### EXERCISE DATA
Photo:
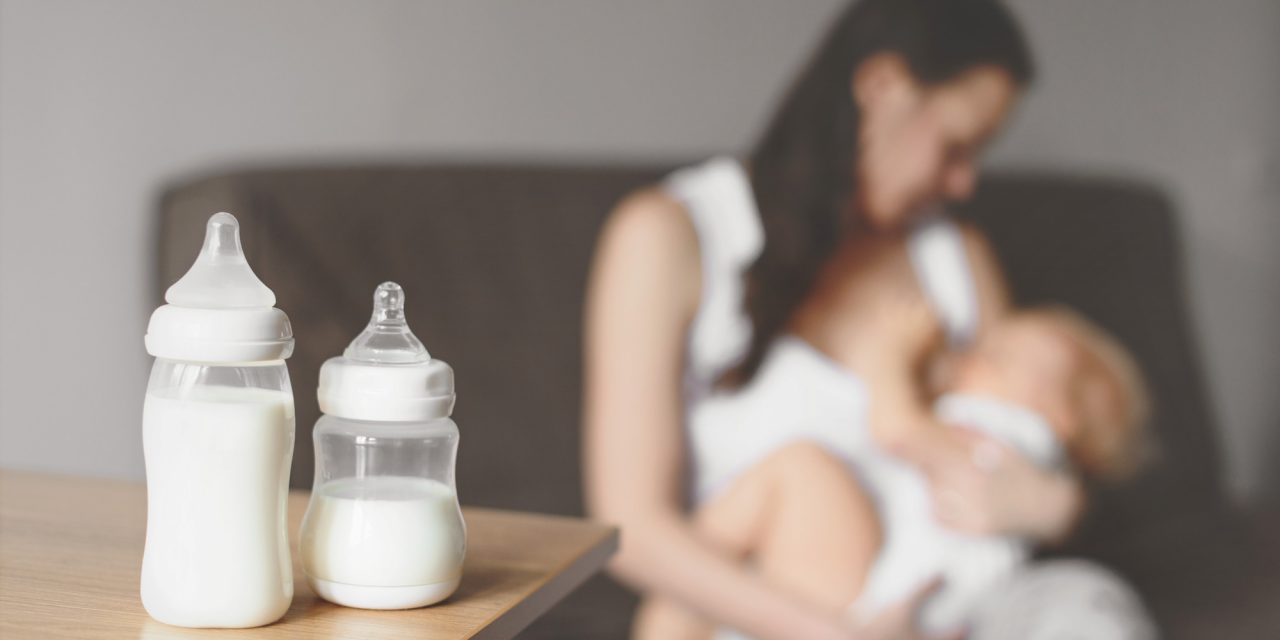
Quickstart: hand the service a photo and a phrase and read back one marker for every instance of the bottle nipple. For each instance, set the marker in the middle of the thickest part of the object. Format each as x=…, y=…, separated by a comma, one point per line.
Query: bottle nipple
x=220, y=278
x=388, y=339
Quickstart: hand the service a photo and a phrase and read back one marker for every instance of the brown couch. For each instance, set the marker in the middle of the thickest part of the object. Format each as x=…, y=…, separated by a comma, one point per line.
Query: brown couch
x=494, y=257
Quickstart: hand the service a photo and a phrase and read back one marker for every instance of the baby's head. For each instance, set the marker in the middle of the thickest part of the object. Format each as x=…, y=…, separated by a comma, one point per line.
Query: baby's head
x=1060, y=365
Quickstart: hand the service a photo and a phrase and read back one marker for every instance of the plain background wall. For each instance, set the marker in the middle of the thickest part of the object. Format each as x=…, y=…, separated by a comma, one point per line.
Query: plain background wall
x=103, y=103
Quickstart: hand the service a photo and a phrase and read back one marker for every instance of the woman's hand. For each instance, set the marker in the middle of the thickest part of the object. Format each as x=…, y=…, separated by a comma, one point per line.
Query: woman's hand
x=983, y=487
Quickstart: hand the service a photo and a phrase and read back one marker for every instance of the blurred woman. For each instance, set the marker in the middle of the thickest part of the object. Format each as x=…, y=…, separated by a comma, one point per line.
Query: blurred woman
x=695, y=278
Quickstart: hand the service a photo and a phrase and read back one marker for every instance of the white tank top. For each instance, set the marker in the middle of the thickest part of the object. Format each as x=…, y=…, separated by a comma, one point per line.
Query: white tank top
x=721, y=204
x=800, y=394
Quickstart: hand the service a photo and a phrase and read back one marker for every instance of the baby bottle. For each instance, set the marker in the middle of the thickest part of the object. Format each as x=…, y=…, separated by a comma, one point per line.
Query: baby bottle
x=218, y=439
x=383, y=529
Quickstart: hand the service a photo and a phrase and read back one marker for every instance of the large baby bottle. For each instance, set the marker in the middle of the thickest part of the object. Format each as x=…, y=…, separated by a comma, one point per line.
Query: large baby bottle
x=218, y=438
x=383, y=530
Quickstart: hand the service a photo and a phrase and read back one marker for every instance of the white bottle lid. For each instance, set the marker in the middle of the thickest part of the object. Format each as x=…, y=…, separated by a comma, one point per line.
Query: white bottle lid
x=219, y=311
x=387, y=374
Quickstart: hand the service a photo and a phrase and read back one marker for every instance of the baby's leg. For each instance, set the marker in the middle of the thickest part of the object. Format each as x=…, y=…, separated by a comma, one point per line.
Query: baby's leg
x=801, y=519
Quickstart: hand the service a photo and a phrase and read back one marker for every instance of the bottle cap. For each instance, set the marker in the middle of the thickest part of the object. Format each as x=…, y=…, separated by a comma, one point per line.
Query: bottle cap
x=219, y=311
x=385, y=374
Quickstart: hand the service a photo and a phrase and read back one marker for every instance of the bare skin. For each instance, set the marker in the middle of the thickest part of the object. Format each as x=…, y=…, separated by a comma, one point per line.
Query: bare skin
x=643, y=295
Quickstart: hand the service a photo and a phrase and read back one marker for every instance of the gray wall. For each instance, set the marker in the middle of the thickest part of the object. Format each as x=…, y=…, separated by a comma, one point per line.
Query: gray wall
x=103, y=103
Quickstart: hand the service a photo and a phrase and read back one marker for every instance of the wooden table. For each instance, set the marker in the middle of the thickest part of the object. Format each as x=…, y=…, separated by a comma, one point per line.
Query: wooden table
x=71, y=554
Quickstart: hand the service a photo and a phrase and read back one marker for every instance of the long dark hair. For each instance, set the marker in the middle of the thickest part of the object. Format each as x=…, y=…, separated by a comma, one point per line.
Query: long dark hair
x=803, y=167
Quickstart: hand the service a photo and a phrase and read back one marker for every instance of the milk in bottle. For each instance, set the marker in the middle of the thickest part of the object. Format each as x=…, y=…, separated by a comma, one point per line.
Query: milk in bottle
x=218, y=439
x=383, y=530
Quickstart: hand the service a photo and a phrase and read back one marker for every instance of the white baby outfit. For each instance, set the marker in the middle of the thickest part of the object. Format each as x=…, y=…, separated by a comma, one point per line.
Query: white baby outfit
x=800, y=394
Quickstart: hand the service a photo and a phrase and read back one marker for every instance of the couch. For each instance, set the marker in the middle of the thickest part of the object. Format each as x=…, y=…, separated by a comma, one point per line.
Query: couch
x=493, y=259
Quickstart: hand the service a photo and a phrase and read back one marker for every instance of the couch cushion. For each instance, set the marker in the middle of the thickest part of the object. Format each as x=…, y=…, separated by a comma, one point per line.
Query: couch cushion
x=493, y=260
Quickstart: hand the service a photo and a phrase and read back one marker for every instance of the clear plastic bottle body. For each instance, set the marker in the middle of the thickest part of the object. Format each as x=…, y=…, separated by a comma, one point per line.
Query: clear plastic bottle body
x=384, y=529
x=218, y=442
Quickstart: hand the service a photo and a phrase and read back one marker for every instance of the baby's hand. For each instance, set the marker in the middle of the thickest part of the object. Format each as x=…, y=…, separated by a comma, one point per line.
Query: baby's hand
x=903, y=324
x=982, y=487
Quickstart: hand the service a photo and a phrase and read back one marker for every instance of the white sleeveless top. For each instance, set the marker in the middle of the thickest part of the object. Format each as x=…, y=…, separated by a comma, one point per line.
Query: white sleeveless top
x=801, y=394
x=725, y=440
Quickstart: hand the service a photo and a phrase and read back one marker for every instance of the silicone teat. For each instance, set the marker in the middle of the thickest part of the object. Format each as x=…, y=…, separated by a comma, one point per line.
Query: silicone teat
x=220, y=278
x=388, y=339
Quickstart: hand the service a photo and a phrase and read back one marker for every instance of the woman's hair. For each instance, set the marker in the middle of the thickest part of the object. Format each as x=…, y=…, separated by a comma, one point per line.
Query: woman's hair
x=803, y=167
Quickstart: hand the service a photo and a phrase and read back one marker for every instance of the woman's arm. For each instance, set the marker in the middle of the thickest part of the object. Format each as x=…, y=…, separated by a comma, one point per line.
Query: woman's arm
x=641, y=297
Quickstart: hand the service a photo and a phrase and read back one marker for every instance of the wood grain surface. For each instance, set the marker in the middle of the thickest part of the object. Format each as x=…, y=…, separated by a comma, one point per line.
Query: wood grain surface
x=71, y=554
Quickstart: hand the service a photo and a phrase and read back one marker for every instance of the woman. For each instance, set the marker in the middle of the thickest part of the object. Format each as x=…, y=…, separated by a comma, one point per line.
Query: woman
x=694, y=280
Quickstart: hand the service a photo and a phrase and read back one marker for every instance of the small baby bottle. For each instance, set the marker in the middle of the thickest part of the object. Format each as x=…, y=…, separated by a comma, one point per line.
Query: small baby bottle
x=218, y=439
x=384, y=530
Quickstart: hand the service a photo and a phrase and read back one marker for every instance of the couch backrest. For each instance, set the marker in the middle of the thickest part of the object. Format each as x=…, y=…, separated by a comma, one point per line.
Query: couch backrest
x=493, y=260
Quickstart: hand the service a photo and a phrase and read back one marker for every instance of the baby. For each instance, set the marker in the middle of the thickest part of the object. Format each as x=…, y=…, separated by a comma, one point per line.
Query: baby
x=856, y=522
x=1046, y=383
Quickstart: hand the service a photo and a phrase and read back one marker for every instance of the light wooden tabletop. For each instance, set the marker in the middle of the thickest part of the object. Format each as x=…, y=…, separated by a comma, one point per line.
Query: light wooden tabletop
x=71, y=553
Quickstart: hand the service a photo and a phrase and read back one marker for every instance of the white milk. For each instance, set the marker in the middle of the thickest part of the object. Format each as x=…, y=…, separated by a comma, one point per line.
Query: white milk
x=400, y=538
x=218, y=469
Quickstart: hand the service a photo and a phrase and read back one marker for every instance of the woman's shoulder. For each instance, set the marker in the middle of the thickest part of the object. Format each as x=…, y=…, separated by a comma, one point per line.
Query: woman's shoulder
x=652, y=219
x=649, y=248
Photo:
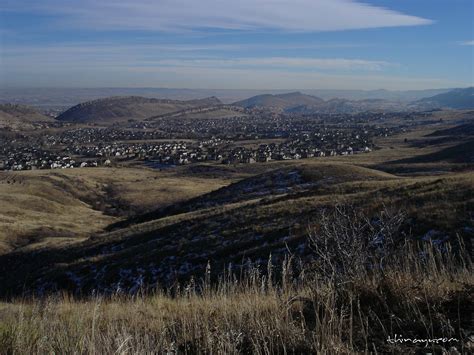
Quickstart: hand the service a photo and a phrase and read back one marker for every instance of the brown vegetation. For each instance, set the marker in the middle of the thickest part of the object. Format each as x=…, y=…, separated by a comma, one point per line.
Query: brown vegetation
x=416, y=291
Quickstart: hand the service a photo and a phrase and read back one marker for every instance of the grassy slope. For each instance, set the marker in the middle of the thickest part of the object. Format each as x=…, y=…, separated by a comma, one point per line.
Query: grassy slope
x=44, y=207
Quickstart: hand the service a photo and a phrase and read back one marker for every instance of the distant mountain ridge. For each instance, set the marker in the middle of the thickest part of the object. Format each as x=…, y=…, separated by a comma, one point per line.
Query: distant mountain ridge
x=284, y=102
x=457, y=99
x=20, y=116
x=119, y=108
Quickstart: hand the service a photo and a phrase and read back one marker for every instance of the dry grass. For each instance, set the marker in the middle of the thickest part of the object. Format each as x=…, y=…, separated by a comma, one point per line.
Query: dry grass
x=83, y=201
x=421, y=292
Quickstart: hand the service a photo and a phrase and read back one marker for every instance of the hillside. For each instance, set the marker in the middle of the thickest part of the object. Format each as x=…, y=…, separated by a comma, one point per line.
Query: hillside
x=455, y=99
x=281, y=102
x=119, y=109
x=83, y=201
x=252, y=218
x=20, y=116
x=297, y=102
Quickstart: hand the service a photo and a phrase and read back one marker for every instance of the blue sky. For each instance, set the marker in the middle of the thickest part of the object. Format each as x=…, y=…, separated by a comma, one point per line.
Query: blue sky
x=246, y=44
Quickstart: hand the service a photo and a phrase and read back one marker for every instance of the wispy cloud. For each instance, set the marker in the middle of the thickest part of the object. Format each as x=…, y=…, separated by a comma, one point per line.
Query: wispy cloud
x=280, y=62
x=171, y=15
x=190, y=56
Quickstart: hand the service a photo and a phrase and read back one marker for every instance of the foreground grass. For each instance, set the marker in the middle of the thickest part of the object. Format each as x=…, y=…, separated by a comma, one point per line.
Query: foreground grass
x=299, y=312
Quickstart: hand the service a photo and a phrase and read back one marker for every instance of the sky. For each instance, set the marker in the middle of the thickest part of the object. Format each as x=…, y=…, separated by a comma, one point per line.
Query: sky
x=244, y=44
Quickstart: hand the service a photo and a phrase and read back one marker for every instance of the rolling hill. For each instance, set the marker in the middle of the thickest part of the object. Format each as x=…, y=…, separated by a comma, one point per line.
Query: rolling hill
x=281, y=102
x=20, y=116
x=455, y=99
x=249, y=219
x=119, y=109
x=296, y=102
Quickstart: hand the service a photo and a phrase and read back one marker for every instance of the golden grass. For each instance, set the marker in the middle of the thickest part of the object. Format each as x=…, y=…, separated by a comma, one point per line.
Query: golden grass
x=293, y=313
x=44, y=207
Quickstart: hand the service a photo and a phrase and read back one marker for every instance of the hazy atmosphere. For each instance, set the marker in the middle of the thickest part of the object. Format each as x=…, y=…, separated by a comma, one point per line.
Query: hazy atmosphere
x=249, y=44
x=236, y=177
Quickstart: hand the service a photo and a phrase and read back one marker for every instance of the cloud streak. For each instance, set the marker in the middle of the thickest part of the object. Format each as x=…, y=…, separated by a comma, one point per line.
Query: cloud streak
x=183, y=15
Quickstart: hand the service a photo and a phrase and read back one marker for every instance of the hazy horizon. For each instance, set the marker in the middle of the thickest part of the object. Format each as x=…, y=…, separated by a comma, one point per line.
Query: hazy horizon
x=264, y=44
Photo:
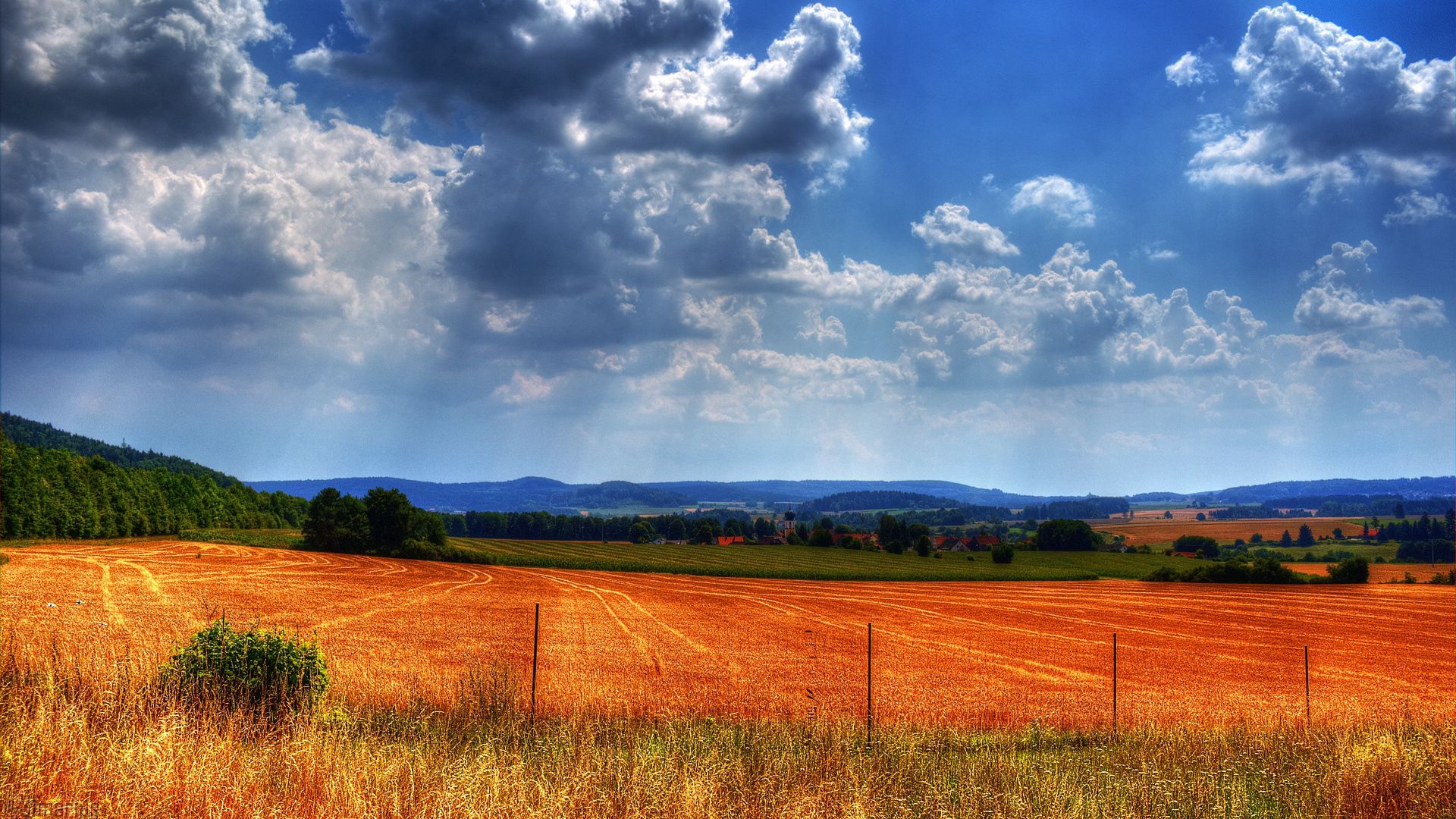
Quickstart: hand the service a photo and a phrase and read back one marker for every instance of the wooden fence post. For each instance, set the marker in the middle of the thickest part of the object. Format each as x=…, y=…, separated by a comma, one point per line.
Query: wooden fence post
x=1114, y=681
x=870, y=686
x=1307, y=687
x=536, y=643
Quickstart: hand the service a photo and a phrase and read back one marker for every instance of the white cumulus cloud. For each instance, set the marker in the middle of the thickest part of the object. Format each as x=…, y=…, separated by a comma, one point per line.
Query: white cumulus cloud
x=1057, y=196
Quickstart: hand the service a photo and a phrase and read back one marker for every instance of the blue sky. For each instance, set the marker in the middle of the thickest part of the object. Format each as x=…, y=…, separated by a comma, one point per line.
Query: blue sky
x=1043, y=246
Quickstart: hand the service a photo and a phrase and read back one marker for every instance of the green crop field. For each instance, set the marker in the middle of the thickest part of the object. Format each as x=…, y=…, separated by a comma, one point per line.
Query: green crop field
x=1367, y=551
x=808, y=563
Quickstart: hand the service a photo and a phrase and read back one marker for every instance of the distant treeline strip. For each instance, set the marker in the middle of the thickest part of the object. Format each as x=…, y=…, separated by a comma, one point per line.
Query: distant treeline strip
x=55, y=493
x=546, y=526
x=1338, y=506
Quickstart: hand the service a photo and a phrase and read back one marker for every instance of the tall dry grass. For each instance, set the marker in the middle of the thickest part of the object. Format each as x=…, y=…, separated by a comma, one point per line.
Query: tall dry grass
x=96, y=736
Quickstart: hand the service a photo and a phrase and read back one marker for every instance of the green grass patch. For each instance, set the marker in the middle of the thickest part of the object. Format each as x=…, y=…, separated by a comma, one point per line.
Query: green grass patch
x=808, y=563
x=1367, y=551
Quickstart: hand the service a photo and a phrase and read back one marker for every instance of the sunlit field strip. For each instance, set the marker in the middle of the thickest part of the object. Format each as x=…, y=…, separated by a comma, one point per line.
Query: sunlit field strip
x=623, y=643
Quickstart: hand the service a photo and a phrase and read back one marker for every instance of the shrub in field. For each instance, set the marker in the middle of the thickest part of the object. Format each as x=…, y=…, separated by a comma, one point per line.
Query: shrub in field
x=255, y=668
x=1258, y=570
x=1348, y=570
x=1066, y=535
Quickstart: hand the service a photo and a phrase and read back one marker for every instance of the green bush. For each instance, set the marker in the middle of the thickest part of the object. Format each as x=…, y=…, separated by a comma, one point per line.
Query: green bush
x=1348, y=570
x=256, y=670
x=1237, y=570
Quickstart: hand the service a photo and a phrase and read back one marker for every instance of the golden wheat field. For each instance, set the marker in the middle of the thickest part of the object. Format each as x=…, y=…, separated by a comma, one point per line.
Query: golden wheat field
x=612, y=643
x=1150, y=532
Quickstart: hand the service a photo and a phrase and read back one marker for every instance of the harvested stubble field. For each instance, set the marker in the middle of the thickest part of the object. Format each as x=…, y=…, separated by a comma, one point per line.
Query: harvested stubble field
x=1153, y=532
x=619, y=643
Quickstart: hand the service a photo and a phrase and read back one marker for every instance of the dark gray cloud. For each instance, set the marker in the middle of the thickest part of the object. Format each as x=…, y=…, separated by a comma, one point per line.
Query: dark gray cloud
x=525, y=221
x=629, y=77
x=161, y=74
x=507, y=55
x=734, y=107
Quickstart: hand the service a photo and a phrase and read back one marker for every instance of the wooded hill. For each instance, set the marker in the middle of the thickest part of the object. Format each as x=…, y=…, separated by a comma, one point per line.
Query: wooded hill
x=71, y=487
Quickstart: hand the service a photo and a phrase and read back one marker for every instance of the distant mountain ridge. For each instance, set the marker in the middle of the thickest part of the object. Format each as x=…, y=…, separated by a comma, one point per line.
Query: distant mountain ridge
x=46, y=436
x=535, y=493
x=529, y=494
x=1423, y=487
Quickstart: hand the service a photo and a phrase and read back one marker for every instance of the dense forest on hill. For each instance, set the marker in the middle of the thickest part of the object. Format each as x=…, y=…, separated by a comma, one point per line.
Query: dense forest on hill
x=44, y=436
x=55, y=493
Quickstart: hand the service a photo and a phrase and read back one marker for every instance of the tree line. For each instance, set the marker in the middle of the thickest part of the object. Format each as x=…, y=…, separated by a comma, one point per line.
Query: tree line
x=383, y=523
x=53, y=493
x=546, y=526
x=1087, y=507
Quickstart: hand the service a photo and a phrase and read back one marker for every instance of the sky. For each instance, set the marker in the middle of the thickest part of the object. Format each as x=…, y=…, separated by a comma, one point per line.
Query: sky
x=1053, y=248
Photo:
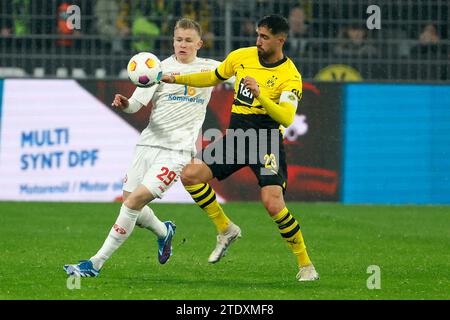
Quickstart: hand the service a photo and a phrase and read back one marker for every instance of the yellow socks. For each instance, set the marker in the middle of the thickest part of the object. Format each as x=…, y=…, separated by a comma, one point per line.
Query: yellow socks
x=290, y=231
x=205, y=197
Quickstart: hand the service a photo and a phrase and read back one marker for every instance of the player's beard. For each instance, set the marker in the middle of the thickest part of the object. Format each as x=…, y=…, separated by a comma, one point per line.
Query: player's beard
x=264, y=55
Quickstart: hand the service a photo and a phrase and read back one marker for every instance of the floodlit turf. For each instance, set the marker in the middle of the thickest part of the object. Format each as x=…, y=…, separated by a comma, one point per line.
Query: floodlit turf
x=410, y=244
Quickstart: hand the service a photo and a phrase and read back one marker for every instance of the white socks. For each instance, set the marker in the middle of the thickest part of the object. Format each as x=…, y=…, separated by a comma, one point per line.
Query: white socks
x=122, y=229
x=119, y=233
x=148, y=220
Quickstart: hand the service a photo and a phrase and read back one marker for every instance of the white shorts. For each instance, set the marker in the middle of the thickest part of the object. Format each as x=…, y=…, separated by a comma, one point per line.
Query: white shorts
x=156, y=168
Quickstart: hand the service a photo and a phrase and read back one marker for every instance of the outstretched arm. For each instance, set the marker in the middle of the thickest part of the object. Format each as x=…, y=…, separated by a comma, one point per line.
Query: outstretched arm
x=199, y=79
x=283, y=112
x=126, y=105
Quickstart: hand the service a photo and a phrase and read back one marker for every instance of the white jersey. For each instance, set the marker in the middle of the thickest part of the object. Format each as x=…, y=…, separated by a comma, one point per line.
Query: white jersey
x=178, y=110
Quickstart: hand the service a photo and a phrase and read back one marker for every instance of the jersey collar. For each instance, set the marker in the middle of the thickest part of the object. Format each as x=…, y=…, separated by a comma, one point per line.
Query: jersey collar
x=272, y=65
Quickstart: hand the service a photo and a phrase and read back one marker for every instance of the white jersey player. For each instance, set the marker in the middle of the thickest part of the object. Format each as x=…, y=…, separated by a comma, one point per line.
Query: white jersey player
x=164, y=148
x=167, y=144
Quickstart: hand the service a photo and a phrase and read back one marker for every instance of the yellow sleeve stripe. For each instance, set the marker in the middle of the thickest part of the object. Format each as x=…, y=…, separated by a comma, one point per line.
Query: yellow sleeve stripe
x=219, y=76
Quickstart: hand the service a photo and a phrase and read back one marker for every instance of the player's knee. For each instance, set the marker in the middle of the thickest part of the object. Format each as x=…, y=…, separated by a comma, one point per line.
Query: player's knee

### SET PROBLEM
Put the lines from the one containing "the bottle cap." through the one containing "x=385, y=374", inclusive, into a JSON list of strings, one string per line, omitting any blank lines.

### SOLUTION TO THIS TASK
[
  "Quickstart: hand the service a photo and a phrase and read back one marker for every instance of the bottle cap. For each instance, set the marker in the middle of the thickest part of the object. Format each as x=…, y=…, separated by a comma, one point per line.",
  "Query: bottle cap",
  "x=219, y=311",
  "x=385, y=374"
]